* GIVEN INSTRUCTION A *
In the rows, from the line with "Target: shadow on pavement" up to and including the final row line, replace "diamond shaped sign" with "diamond-shaped sign" and leave everything else unchanged. Give back only those lines.

We should also not assume that the ten commandments are not complete enough to deal with modern society. Let me just assert that there is no sin, now or in the future, that is not anticipated in what has been commanded by the two tables of the law. Yes, the "biggies" are obvious, but that does not mean there are unforeseen circumstances of sin left silent by the commandments. From this comes the need to have a more comprehensive knowledge of the commandments than just their usual succinct recitation.

This is where our Confessions and Catechisms provide much help. Consider the ninth commandment. Most think it is simply about explicit lying. Yet, compare that sentiment with this:
https://www.puritanboard.com/help/9th-commandment/ 

I suspect anyone taking the time to read through all of that content will find themselves surprised to learn some things perhaps assumed "_OK_" are, well, _suspect_ at best, _rank sin_ at worst.

Understanding the full nature of what the commandments teach us will serve us well in our walk of faith. For we will often check ourselves when we are about to do _this or that_ against what we have come to understand related to the _shall nots_ and the _shalls_. Boundaries between sin and liberty are made more clear and more firm once we appropriate these understandings and put them into practice.

Lastly, unless one is a psychopath, we should pay attention to that nagging "_No!_" in our heads when we are about to do something. This inward provocation, often directly from the Holy Spirit, is a signal to check oneself.

EDIT: I see Johsua has weighed in while I typed this out. Good advice there!

Reactions: Like 3 | Edifying 1


----------



## KeithW (Aug 30, 2017)

ChananBachiyr said:


> but I'd just like to know how we/they (session) determine boundaries of sin and liberty


I know this is your question, but for me I made for more progress in understanding the nature of sin before moving on to a question like that.


ChananBachiyr said:


> May we discuss what sin is?
> How do we, as children of God, discern what exactly sin is, other than the obvious sins such as murder, theft, adultery etc?


Sorry, my response will not be based on confessions. I will give some personal thoughts in this post. Then in the next post I will provide some quotations from John Owen.

I struggled with "what is sin?" for many years, because for me personally there was always something missing from the standard views on sin. These are the most common views I heard.

Sin is breaking the law.

Whosoever committeth sin transgresseth also the law: for sin is the transgression of the law. (1 John 3:4 KJV)​
Many times I've heard it explained that sin is missing the mark. This idea comes from the Greek word _hamartia_ (Strong's G266) which is translated into English as _sin_ 172 times in the KJV. One definition of that Greek word is "missing the mark".

"Sin" is from those various lists of acts of sin in the Bible.

...for unholy and profane, for murderers of fathers and murderers of mothers, for manslayers, For whoremongers, for them that defile themselves with mankind, for menstealers, for liars, for perjured persons,... (1 Timothy 1:9, 10 KJV)​
But before I believed on Jesus Christ I was a good person. I had not done any of the things in the various lists of sins so there was nothing there to bother my conscience. It always seemed a stretch to me when preachers tried making those things applicable to me. I finally came to learn the issue for me was that no one was explaining the Biblical concept of sin being opposition towards God.

* GIVEN INSTRUCTION B *
From the forum post on sin, copy the passage from "Sorry, my response" up to and including "in the Bible." word for word.

* Pointing and labeling rows *
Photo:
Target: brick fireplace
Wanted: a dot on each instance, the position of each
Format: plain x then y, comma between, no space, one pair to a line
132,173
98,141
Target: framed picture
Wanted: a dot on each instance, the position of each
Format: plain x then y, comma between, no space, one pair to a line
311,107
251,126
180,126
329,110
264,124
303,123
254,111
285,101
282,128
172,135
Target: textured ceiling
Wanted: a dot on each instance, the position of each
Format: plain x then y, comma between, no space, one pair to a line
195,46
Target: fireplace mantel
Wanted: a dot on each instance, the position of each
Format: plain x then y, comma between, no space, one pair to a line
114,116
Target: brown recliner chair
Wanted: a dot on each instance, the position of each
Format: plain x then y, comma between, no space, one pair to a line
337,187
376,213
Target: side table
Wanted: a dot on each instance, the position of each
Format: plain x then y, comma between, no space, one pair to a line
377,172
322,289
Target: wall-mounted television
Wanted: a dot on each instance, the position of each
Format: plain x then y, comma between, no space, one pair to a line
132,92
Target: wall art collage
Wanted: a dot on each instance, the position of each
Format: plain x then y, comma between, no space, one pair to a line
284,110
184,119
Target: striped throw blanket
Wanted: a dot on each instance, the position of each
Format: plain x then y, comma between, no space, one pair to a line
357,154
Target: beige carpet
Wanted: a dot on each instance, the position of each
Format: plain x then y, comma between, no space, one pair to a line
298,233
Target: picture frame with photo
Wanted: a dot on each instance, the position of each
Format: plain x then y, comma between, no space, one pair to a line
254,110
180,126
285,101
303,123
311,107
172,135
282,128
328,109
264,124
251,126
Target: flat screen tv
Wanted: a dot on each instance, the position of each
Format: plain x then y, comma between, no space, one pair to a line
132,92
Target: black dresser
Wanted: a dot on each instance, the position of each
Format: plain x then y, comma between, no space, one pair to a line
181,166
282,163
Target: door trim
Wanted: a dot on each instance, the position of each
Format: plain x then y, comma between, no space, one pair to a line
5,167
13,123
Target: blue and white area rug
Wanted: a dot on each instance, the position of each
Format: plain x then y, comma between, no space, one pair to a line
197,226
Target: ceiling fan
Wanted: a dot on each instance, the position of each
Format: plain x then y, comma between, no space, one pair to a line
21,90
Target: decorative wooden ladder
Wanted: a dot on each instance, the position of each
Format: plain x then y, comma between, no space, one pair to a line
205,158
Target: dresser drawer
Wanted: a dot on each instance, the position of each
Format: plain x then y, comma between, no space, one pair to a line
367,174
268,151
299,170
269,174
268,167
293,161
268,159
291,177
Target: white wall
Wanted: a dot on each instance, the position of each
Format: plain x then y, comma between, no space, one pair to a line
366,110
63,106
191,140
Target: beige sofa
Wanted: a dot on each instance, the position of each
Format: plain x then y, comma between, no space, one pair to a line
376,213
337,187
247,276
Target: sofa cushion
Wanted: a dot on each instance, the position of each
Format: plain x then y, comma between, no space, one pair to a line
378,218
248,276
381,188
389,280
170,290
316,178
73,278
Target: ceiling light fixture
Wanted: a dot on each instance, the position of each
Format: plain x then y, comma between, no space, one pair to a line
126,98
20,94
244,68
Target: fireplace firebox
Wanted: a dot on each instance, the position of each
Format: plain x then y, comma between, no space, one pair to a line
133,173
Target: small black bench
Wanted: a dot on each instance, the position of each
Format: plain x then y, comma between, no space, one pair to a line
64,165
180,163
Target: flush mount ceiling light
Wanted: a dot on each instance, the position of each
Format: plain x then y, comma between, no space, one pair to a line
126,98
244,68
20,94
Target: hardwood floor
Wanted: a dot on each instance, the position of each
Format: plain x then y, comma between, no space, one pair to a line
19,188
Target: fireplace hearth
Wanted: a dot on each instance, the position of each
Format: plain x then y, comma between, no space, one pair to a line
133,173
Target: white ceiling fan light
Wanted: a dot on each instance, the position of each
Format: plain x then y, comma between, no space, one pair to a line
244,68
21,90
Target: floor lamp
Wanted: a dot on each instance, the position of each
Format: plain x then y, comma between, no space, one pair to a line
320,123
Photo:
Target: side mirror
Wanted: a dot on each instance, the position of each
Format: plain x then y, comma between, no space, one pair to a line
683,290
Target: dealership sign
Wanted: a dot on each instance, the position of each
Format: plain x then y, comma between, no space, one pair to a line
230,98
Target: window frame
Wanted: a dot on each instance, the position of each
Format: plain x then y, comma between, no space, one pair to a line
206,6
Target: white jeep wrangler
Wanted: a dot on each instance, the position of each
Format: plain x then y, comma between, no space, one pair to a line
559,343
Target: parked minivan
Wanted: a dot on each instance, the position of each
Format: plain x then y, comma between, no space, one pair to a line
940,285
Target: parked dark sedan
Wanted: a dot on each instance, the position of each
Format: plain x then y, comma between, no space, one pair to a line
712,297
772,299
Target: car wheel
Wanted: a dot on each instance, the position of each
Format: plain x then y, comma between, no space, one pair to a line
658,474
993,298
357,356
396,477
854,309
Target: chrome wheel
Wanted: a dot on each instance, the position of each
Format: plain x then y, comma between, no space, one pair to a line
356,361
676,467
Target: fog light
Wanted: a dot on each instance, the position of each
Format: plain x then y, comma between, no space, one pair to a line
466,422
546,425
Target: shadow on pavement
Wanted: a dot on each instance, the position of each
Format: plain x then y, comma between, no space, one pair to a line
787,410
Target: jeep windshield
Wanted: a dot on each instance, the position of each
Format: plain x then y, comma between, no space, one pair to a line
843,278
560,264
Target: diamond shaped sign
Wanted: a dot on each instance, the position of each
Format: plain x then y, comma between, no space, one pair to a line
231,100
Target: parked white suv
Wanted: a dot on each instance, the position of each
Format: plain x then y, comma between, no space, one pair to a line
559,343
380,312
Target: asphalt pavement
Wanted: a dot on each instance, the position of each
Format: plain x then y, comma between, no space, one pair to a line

* FINAL RESULT A *
Target: shadow on pavement
Wanted: a dot on each instance, the position of each
Format: plain x then y, comma between, no space, one pair to a line
787,410
Target: jeep windshield
Wanted: a dot on each instance, the position of each
Format: plain x then y, comma between, no space, one pair to a line
843,278
560,264
Target: diamond-shaped sign
Wanted: a dot on each instance, the position of each
Format: plain x then y, comma between, no space, one pair to a line
231,100
Target: parked white suv
Wanted: a dot on each instance, the position of each
Format: plain x then y, comma between, no space, one pair to a line
559,343
380,312
Target: asphalt pavement
Wanted: a dot on each instance, the position of each
Format: plain x then y, comma between, no space, one pair to a line

* FINAL RESULT B *
Sorry, my response will not be based on confessions. I will give some personal thoughts in this post. Then in the next post I will provide some quotations from John Owen.

I struggled with "what is sin?" for many years, because for me personally there was always something missing from the standard views on sin. These are the most common views I heard.

Sin is breaking the law.

Whosoever committeth sin transgresseth also the law: for sin is the transgression of the law. (1 John 3:4 KJV)​
Many times I've heard it explained that sin is missing the mark. This idea comes from the Greek word _hamartia_ (Strong's G266) which is translated into English as _sin_ 172 times in the KJV. One definition of that Greek word is "missing the mark".

"Sin" is from those various lists of acts of sin in the Bible.